Trecho do documento:
---+---

Três prévias, Lumière:

1. Laveuses sur la rivière (1897)

Ninguém duvida do esmero cênico dos primeiros filmes dos Lumière, mas este filme-plano, especificamente, parece destoante do imaginário que os irmãos fundadores evocam. As costumeiras linhas diagonais que denotam uma espacialidade mais aprofundada por entre camadas – primeiro, segundo, terceiro plano – dão lugar a uma impressão de achatamento, como uma superfície bidimensional. Sabemos que os elementos da parte inferior da imagem estão mais próximos do que os da parte superior, mas a distância é pouco sensível. O balanço das águas, as mulheres lavadeiras, os homens posando, a textura da grama e areia, os cavalos puxando a carroça em frente à casa… tudo torna-se um passeio do olhar. Se há um centro maior de atenção – as lavadeiras – em poucos segundos, pela repetição dos gestos, esta gravidade se dispersa à livre pesquisa contemplativa pelo interior do quadro.

2. Repas de bébé (1895)

Dizem que, quando Méliès viu este filme, o que mais lhe impressionou foram as folhas se mexendo ao fundo. Evidente. Ali estava algo que o teatro – com o cenário mais elaborado que pudesse criar – e a pintura – com as cores mais vivas da Terra – nunca puderam proporcionar: a matéria sensorial do mundo. A cintilação das folhas, do verde, do real, não era posta em cena por Lumière, mas corroborada pela coautoria do vento. Uma cooptação da natureza incandesce o olhar e instiga o mergulho pelas profundezas da imagem.

3. Premier pas de bébé (1896)

Eis, como diria Bertrand Tavernier, o primeiro filme de suspense da história. Uma boneca caída em primeiro plano é a isca que atrai uma criança ao fundo de quadro e a faz traçar, segundo o intertítulo, seus primeiros passos. São passos firmes demais para uma primeira vez, mas tornam-se trôpegos quanto mais se aproximam do primeiro plano. A menina se depara com um declive perpendicular que forma um pequeno degrau – para ela, uma considerável cratera – e seu pensamento parece infundir-se nos espectadores: “será que ela conseguirá saltar o abismo”? Desponta aí – de forma bem mais inequívoca que o célebre O Regador Regado (1895) – o princípio psicológico da identificação com a personagem: pensamos como uma pequena infanta. A cada passo, o drama tenciona à espreita da queda provável. A profundidade de campo, como no famoso A Chegada de um Trem na Estação (1895), não é uma questão puramente de perspectiva; a geometria do plano contribui para que seu elemento central – a bebê – ganhe o estatuto de pathos dramático a cada passo que a engrandece na tela.

---+---

Registros fornecidos:
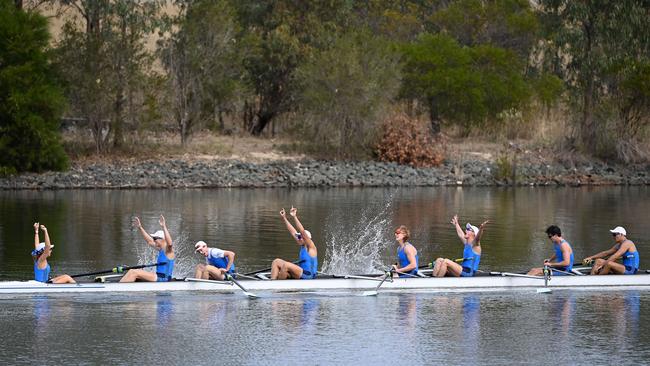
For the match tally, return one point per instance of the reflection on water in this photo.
(492, 328)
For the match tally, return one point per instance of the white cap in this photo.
(199, 244)
(469, 226)
(618, 230)
(158, 234)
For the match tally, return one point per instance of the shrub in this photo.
(408, 141)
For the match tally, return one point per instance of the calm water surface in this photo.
(353, 230)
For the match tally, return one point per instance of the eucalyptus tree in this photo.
(31, 100)
(203, 62)
(601, 49)
(102, 56)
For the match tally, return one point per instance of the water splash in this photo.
(357, 247)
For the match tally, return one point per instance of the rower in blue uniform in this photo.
(162, 241)
(40, 254)
(471, 239)
(623, 248)
(406, 254)
(307, 267)
(561, 263)
(219, 263)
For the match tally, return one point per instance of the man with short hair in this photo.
(219, 263)
(623, 248)
(561, 263)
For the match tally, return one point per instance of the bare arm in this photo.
(48, 245)
(145, 234)
(311, 247)
(459, 230)
(231, 258)
(410, 255)
(290, 227)
(168, 237)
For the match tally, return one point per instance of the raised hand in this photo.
(454, 220)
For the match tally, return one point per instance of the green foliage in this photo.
(463, 85)
(598, 48)
(345, 90)
(30, 99)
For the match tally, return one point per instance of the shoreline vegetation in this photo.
(249, 93)
(214, 161)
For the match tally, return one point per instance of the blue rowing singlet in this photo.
(630, 261)
(221, 263)
(560, 258)
(404, 261)
(41, 275)
(470, 261)
(308, 264)
(164, 271)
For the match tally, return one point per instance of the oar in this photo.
(268, 269)
(228, 281)
(119, 269)
(249, 294)
(374, 292)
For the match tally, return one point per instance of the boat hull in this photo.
(447, 284)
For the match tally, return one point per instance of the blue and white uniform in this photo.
(308, 264)
(470, 261)
(217, 257)
(559, 257)
(404, 261)
(41, 275)
(630, 260)
(165, 271)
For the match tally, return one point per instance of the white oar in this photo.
(374, 292)
(230, 282)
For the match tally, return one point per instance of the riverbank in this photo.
(226, 161)
(314, 173)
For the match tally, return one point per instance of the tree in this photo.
(31, 101)
(600, 48)
(344, 91)
(203, 62)
(462, 84)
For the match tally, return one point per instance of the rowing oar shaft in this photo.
(119, 269)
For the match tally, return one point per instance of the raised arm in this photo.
(145, 234)
(479, 235)
(37, 240)
(231, 258)
(290, 227)
(168, 237)
(311, 247)
(459, 230)
(48, 245)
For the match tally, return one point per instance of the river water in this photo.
(91, 230)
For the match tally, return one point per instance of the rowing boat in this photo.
(498, 281)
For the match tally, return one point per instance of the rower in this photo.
(307, 267)
(162, 241)
(471, 239)
(406, 253)
(219, 263)
(562, 260)
(40, 254)
(623, 248)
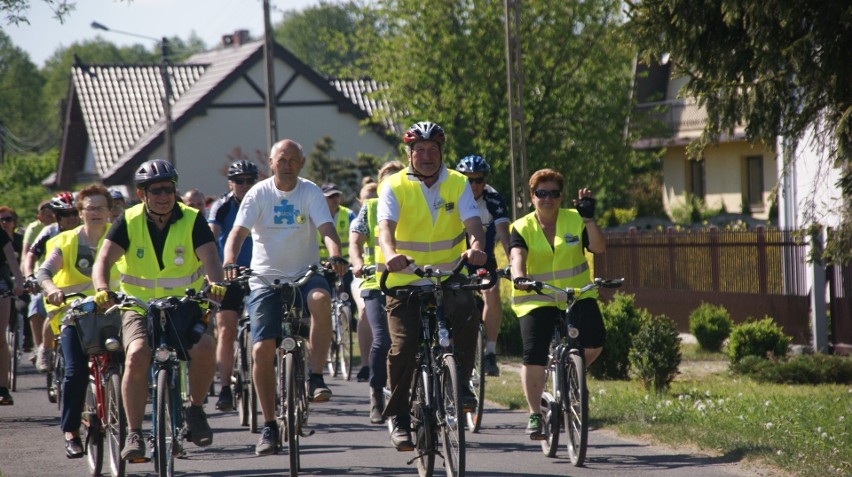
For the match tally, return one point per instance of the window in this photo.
(695, 182)
(754, 181)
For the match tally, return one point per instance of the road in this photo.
(345, 443)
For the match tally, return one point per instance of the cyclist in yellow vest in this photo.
(166, 248)
(548, 245)
(423, 214)
(68, 269)
(364, 251)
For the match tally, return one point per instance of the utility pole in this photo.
(271, 97)
(515, 88)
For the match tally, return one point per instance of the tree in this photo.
(447, 64)
(323, 37)
(778, 68)
(21, 105)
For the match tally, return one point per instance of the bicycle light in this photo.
(288, 343)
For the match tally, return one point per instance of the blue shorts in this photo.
(264, 306)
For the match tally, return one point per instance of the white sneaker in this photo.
(42, 359)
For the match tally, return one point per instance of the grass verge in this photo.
(803, 429)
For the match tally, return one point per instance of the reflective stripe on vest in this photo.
(437, 243)
(564, 265)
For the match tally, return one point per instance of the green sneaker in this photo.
(534, 427)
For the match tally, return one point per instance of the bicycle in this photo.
(435, 396)
(245, 396)
(103, 411)
(565, 399)
(293, 396)
(168, 426)
(340, 351)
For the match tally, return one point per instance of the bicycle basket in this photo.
(94, 329)
(184, 327)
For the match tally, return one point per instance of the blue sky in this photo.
(209, 19)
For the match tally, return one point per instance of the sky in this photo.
(209, 19)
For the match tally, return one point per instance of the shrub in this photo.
(711, 326)
(806, 369)
(762, 338)
(655, 355)
(622, 320)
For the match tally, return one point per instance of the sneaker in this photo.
(6, 397)
(534, 427)
(319, 391)
(401, 434)
(363, 374)
(199, 431)
(134, 446)
(43, 359)
(226, 400)
(469, 401)
(268, 443)
(489, 365)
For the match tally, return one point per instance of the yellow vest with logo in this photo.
(69, 279)
(438, 244)
(563, 266)
(141, 276)
(341, 225)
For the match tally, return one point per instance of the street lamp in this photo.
(164, 75)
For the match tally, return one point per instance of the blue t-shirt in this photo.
(223, 212)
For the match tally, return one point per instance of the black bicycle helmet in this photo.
(473, 164)
(424, 131)
(242, 168)
(62, 201)
(155, 170)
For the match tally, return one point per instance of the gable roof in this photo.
(121, 105)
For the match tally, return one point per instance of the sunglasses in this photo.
(165, 190)
(543, 194)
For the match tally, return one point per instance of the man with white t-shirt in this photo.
(284, 214)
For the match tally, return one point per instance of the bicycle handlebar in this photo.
(434, 276)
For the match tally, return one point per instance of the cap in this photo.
(330, 188)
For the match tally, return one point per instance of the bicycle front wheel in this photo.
(290, 400)
(477, 384)
(116, 424)
(451, 418)
(91, 432)
(165, 437)
(576, 407)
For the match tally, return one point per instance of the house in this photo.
(732, 173)
(114, 120)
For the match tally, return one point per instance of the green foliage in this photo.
(805, 369)
(778, 68)
(447, 64)
(655, 355)
(20, 181)
(711, 326)
(622, 320)
(763, 338)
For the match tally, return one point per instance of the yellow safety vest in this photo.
(564, 265)
(69, 279)
(141, 276)
(438, 244)
(341, 225)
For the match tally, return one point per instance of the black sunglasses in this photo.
(543, 193)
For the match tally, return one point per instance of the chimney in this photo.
(239, 37)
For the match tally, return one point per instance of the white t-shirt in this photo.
(283, 227)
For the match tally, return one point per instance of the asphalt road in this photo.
(345, 443)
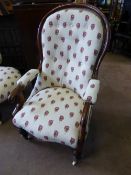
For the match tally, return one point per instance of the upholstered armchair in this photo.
(8, 79)
(72, 41)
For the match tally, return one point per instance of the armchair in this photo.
(72, 41)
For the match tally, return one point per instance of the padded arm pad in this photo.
(0, 58)
(28, 77)
(92, 91)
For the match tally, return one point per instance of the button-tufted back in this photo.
(71, 40)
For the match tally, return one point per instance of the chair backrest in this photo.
(72, 40)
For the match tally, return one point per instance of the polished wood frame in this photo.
(85, 114)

---+---

Lista de exercícios:
- a) Responda com base no texto sobre os filmes dos Lumière:
(i) Segundo o relato citado, o que mais impressionou Méliès em Repas de bébé?
(ii) Quem, segundo o texto, chamaria Premier pas de bébé de primeiro filme de suspense da história?
(iii) Em Laveuses sur la rivière, o que dá lugar às costumeiras linhas diagonais?
- b) Redimensione os registros da linha que contém "the white t-shirt in this photo." até o fim dos registros, com as duas pontas incluídas. Reproduza essas linhas com os pedidos, multiplique cada coordenada das respostas por 2,25, arredonde para o inteiro mais próximo (metades para cima) e deixe as imagens de fora.

Respostas por tarefa:
- a)
(i) As folhas se mexendo ao fundo.
(ii) Bertrand Tavernier.
(iii) Uma impressão de achatamento, como uma superfície bidimensional.

- b)
For the match tally, return one point per instance of the white t-shirt in this photo.
(637, 511)
For the match tally, return one point per instance of the asphalt road in this photo.
(776, 997)
For the match tally, return one point per instance of the upholstered armchair in this photo.
(18, 178)
(162, 92)
For the match tally, return one point per instance of the armchair in this photo.
(162, 92)
For the match tally, return one point per instance of the padded arm pad in this photo.
(0, 131)
(63, 173)
(207, 205)
For the match tally, return one point per instance of the button-tufted back in this photo.
(160, 90)
For the match tally, return one point per instance of the chair backrest in this photo.
(162, 90)
For the match tally, return one point per instance of the polished wood frame in this photo.
(191, 257)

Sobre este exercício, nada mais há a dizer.